Document passage —
========================================================================
In fact, while Hetrick can easily dismiss the slack-jawed yokels of his
home state, The New York Times, America’s most hallowed liberal press organ, agrees with the death panel commentators.
Just last week, The New York Times opined, “Mr. Obama has been unable to dispel the concerns of older Americans
because the health care bills in Congress are long, complex and evolving. Moreover, if a bill becomes law, no one can say
for sure how it may be applied or extended.”

All sides should acknowledge that we spend more on health care
than other nations, and it is simple to prove that this incremental spending does not make us better at basic treatments.
Instead, what we have is the most dynamic and innovative health system—not the most cost-effective. I have yet to hear
somebody make the argument that government will boost innovation while reducing cost. Nobody says it because all adults know
that government has a long history of doing neither.
========================================================================
Supplied records —
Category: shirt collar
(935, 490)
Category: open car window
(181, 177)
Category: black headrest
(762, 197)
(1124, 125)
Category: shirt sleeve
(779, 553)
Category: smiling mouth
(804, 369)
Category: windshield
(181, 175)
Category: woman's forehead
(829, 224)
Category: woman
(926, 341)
========================================================================
Set of tasks —
1) In the health care commentary, what kind of health system does the writer say the United States has instead of the most cost-effective one?
2) Repeat the part of the health care commentary starting at "In fact, while" and ending at "death panel commentators.".
3) Proceed with the health care commentary, picking up after its last sentence.
The records are drawn from a separate source and are unrelated to the commentary.

Responses by task —
1) The most dynamic and innovative health system.

2)
In fact, while Hetrick can easily dismiss the slack-jawed yokels of his
home state, The New York Times, America’s most hallowed liberal press organ, agrees with the death panel commentators.

3)
There is no way to provide 100 percent of the desired health
care to 100 percent of the people who want it. The choice is not, “Do we ration health care?” The choice is, “How
do we ration health care?”

We are faced with a dilemma: Do we trust government to develop, deliver and control
health care more efficiently and effectively than they have done anything else or do we learn from experience and, rather
than insert government into the process even further, try and remove them as much as we can? More government involvement is
the wrong answer, and reducing the role of government is far more likely to be the right answer.